• WRITTEN PROBLEM: Restate the records that follow word for word; no pictures should appear.

[Data entries]
====

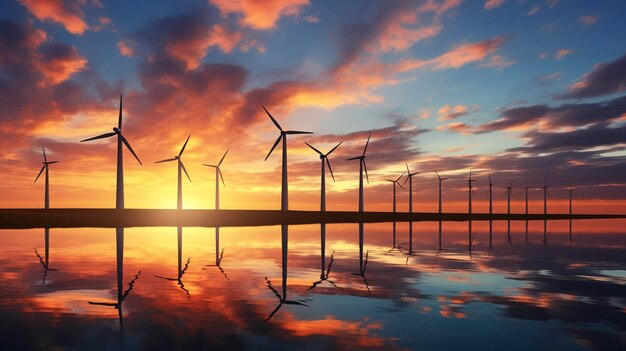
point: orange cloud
(261, 15)
(68, 14)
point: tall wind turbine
(119, 193)
(218, 176)
(362, 166)
(409, 177)
(546, 195)
(490, 212)
(470, 190)
(325, 161)
(509, 192)
(397, 181)
(440, 180)
(181, 166)
(284, 198)
(45, 167)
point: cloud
(604, 79)
(498, 61)
(448, 112)
(64, 12)
(588, 20)
(261, 15)
(492, 4)
(563, 116)
(561, 53)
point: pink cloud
(492, 4)
(262, 15)
(66, 13)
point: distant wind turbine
(362, 166)
(181, 166)
(47, 187)
(218, 176)
(325, 161)
(284, 198)
(119, 194)
(509, 192)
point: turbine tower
(47, 188)
(509, 192)
(325, 161)
(284, 198)
(119, 194)
(218, 176)
(181, 166)
(362, 166)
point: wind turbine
(397, 181)
(490, 212)
(325, 161)
(528, 187)
(218, 176)
(546, 195)
(509, 192)
(284, 198)
(440, 180)
(470, 191)
(181, 166)
(119, 193)
(362, 166)
(47, 188)
(409, 177)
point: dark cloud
(604, 79)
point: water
(245, 293)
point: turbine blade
(330, 169)
(367, 143)
(184, 146)
(38, 175)
(102, 136)
(167, 160)
(184, 170)
(333, 149)
(272, 118)
(273, 147)
(119, 123)
(297, 132)
(130, 148)
(365, 167)
(314, 149)
(222, 159)
(221, 176)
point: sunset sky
(526, 90)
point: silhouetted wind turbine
(284, 198)
(362, 166)
(509, 192)
(181, 166)
(218, 176)
(440, 207)
(325, 161)
(470, 191)
(409, 177)
(119, 194)
(47, 187)
(546, 195)
(490, 212)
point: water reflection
(181, 269)
(329, 289)
(121, 295)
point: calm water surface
(276, 288)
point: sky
(527, 91)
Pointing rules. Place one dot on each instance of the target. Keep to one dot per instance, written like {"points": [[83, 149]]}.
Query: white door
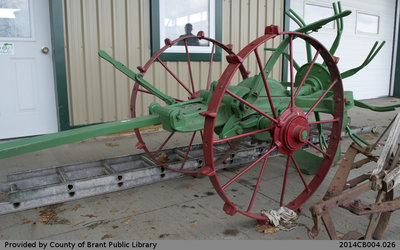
{"points": [[369, 21], [27, 91]]}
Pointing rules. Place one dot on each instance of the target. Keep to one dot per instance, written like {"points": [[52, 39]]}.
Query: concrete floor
{"points": [[185, 208]]}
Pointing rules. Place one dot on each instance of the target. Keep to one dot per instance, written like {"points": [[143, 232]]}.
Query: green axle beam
{"points": [[36, 143]]}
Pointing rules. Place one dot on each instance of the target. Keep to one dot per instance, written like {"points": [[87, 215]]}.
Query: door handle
{"points": [[45, 50]]}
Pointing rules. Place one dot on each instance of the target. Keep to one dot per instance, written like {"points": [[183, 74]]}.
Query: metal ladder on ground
{"points": [[41, 187]]}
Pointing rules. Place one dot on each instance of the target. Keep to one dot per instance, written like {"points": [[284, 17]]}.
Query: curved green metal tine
{"points": [[321, 137], [287, 56], [294, 19], [339, 28], [341, 18], [308, 46], [374, 51]]}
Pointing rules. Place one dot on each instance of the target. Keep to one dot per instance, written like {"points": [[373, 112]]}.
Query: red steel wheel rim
{"points": [[188, 88], [289, 131]]}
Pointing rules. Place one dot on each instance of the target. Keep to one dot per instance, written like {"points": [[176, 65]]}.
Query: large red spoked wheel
{"points": [[289, 130], [182, 80]]}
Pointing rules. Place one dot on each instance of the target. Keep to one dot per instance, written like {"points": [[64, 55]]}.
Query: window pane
{"points": [[313, 13], [367, 23], [15, 19], [185, 18]]}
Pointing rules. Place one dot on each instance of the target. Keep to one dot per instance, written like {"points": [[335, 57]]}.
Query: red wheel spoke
{"points": [[174, 76], [317, 148], [321, 97], [251, 105], [284, 180], [241, 135], [291, 72], [145, 91], [300, 174], [188, 150], [210, 67], [162, 145], [253, 197], [306, 75], [260, 66], [189, 65], [326, 121], [248, 168], [148, 92]]}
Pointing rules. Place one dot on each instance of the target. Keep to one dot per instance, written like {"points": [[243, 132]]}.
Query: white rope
{"points": [[282, 215]]}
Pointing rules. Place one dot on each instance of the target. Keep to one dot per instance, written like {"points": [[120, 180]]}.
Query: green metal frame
{"points": [[60, 73], [155, 36]]}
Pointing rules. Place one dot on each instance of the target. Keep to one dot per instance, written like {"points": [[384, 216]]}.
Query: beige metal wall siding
{"points": [[99, 93]]}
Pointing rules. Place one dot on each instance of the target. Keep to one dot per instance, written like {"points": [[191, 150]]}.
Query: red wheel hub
{"points": [[292, 131]]}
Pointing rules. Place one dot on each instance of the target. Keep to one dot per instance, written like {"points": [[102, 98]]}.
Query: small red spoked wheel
{"points": [[181, 79], [288, 126]]}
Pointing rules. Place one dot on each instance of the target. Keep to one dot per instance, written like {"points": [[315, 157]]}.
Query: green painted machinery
{"points": [[241, 108]]}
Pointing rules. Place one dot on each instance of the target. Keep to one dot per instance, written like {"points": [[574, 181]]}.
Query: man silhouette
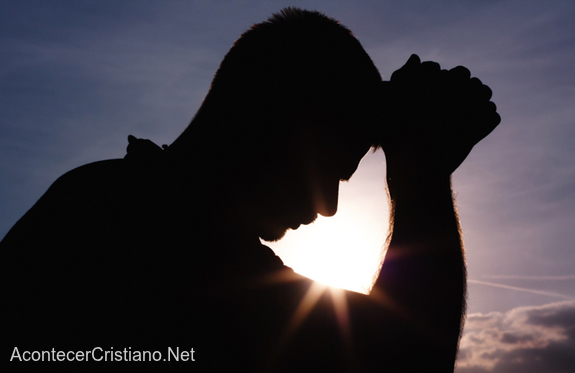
{"points": [[161, 249]]}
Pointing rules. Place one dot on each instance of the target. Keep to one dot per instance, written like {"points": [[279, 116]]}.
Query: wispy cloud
{"points": [[536, 278], [525, 339], [534, 291]]}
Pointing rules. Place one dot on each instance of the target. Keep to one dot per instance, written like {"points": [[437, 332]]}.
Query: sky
{"points": [[77, 77]]}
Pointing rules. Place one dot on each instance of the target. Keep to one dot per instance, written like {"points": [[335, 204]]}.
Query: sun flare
{"points": [[345, 250]]}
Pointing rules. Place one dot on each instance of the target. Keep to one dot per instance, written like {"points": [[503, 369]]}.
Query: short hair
{"points": [[297, 60]]}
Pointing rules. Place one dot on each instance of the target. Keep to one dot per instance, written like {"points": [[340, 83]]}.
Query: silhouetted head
{"points": [[286, 118]]}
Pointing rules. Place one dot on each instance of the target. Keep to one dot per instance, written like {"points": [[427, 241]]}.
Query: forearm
{"points": [[424, 270]]}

====

• ANSWER TO THE EXERCISE:
point: orange cloud
(261, 15)
(68, 14)
point: tall wind turbine
(119, 193)
(218, 176)
(362, 166)
(409, 177)
(546, 195)
(490, 212)
(470, 190)
(325, 161)
(509, 192)
(397, 181)
(440, 180)
(181, 166)
(284, 198)
(45, 167)
point: cloud
(604, 79)
(498, 61)
(448, 112)
(64, 12)
(588, 20)
(261, 15)
(492, 4)
(563, 116)
(561, 53)
point: pink cloud
(492, 4)
(262, 15)
(66, 13)
point: distant wind turbine
(362, 166)
(181, 166)
(47, 187)
(218, 176)
(325, 161)
(284, 198)
(119, 194)
(509, 192)
point: turbine tower
(47, 188)
(509, 192)
(325, 161)
(284, 198)
(119, 194)
(218, 176)
(181, 166)
(362, 166)
point: wind turbine
(397, 181)
(490, 212)
(325, 161)
(528, 187)
(218, 176)
(546, 195)
(509, 192)
(284, 198)
(440, 180)
(470, 191)
(181, 166)
(119, 193)
(362, 166)
(47, 188)
(409, 177)
point: dark cloud
(604, 79)
point: water
(245, 293)
point: turbine blade
(330, 169)
(367, 143)
(184, 146)
(38, 175)
(102, 136)
(167, 160)
(184, 170)
(333, 149)
(272, 118)
(273, 147)
(119, 123)
(297, 132)
(130, 148)
(365, 167)
(314, 149)
(222, 159)
(221, 176)
point: sunset sky
(526, 90)
point: silhouetted wind turbine
(284, 198)
(362, 166)
(509, 192)
(181, 166)
(218, 176)
(440, 207)
(325, 161)
(470, 191)
(409, 177)
(119, 194)
(47, 187)
(546, 195)
(490, 212)
point: water reflection
(181, 269)
(329, 289)
(121, 295)
point: calm water surface
(276, 288)
point: sky
(527, 91)
Pointing rules. Place one dot on each instance of the target. Keep to one dot per instance, written like {"points": [[83, 149]]}.
Query: white door
{"points": [[369, 21], [27, 91]]}
Pointing rules. Place one dot on each instance of the target. Keep to one dot per instance, written like {"points": [[52, 39]]}.
Query: concrete floor
{"points": [[185, 208]]}
Pointing rules. Place one dot on each instance of the target. Keep to one dot per instance, written like {"points": [[143, 232]]}.
Query: green axle beam
{"points": [[36, 143]]}
Pointing rules. Place one dot on each instance of the target. Keep to one dot per instance, written like {"points": [[87, 215]]}.
Query: door handle
{"points": [[45, 50]]}
Pointing rules. Place one dot on each instance of the target. Keep to one dot per instance, written like {"points": [[183, 74]]}.
Query: metal ladder on ground
{"points": [[41, 187]]}
Pointing rules. Place one dot on each instance of the target. Keep to one dot per instance, written like {"points": [[284, 17]]}.
Query: curved green metal tine
{"points": [[321, 137], [287, 56], [294, 19], [339, 28], [341, 18], [308, 46], [374, 51]]}
Pointing rules. Place one dot on each instance of the target. Keep to one dot per instance, written like {"points": [[373, 112]]}.
Query: red steel wheel rim
{"points": [[188, 88], [289, 131]]}
Pointing rules. Place one dot on each instance of the target. Keep to one dot per instance, written like {"points": [[176, 65]]}.
Query: large red spoked wheel
{"points": [[289, 130], [182, 80]]}
Pointing rules. Place one dot on each instance of the target. Keep to one dot per instance, written like {"points": [[64, 55]]}.
Query: window pane
{"points": [[313, 13], [367, 23], [15, 19], [185, 18]]}
Pointing rules. Place one dot on each instance of the target. Keep to one dot per instance, written like {"points": [[335, 57]]}.
Query: red wheel spoke
{"points": [[174, 76], [317, 148], [321, 97], [251, 105], [284, 180], [241, 135], [291, 72], [145, 91], [300, 174], [188, 150], [210, 67], [162, 145], [253, 197], [306, 75], [260, 66], [189, 65], [326, 121], [248, 168], [148, 92]]}
Pointing rules. Place one dot on each instance of the target. Keep to one dot per instance, written like {"points": [[243, 132]]}.
Query: white rope
{"points": [[282, 215]]}
Pointing rules. Place one dot on each instance of the target. Keep to one dot per instance, written like {"points": [[120, 180]]}.
Query: green metal frame
{"points": [[60, 73], [155, 36]]}
Pointing rules. Place one dot on each instance of the target. Keep to one dot per instance, written like {"points": [[384, 216]]}.
Query: beige metal wall siding
{"points": [[99, 93]]}
Pointing rules. Place one dot on each instance of the target. Keep to one dot per instance, written like {"points": [[191, 150]]}.
Query: red wheel hub
{"points": [[292, 131]]}
Pointing rules. Place one dot on each instance of the target. Keep to one dot per instance, written like {"points": [[102, 98]]}.
Query: small red spoked wheel
{"points": [[181, 79], [288, 126]]}
Pointing rules. Place one dot on each instance of the target. Keep to one dot per instance, written like {"points": [[315, 157]]}.
Query: green painted machinery
{"points": [[241, 108]]}
Pointing rules. Place one dot on each instance of the target. Keep to one dot per instance, written like {"points": [[574, 181]]}.
Query: man silhouette
{"points": [[161, 249]]}
Pointing rules. Place one dot on each instance of the target. Keep to one dot per instance, written like {"points": [[279, 116]]}.
Query: wispy cloud
{"points": [[536, 278], [525, 339], [534, 291]]}
Pointing rules. Place one dot on each instance of the target. Keep to one dot per instance, written like {"points": [[437, 332]]}.
Query: sky
{"points": [[77, 77]]}
Pointing rules. Place one dot on each instance of the target. Keep to one dot per instance, written like {"points": [[335, 204]]}.
Query: sun flare
{"points": [[345, 250]]}
Pointing rules. Place one dot on each instance of the target. Keep to one dot per instance, written like {"points": [[503, 369]]}.
Query: short hair
{"points": [[297, 60]]}
Pointing rules. Place one dot on each instance of the target. Keep to one dot per instance, written like {"points": [[340, 83]]}.
Query: silhouetted head
{"points": [[286, 118]]}
Pointing rules. Place one dot on each instance of the target. Keep to one dot per instance, written like {"points": [[427, 241]]}.
Query: forearm
{"points": [[424, 270]]}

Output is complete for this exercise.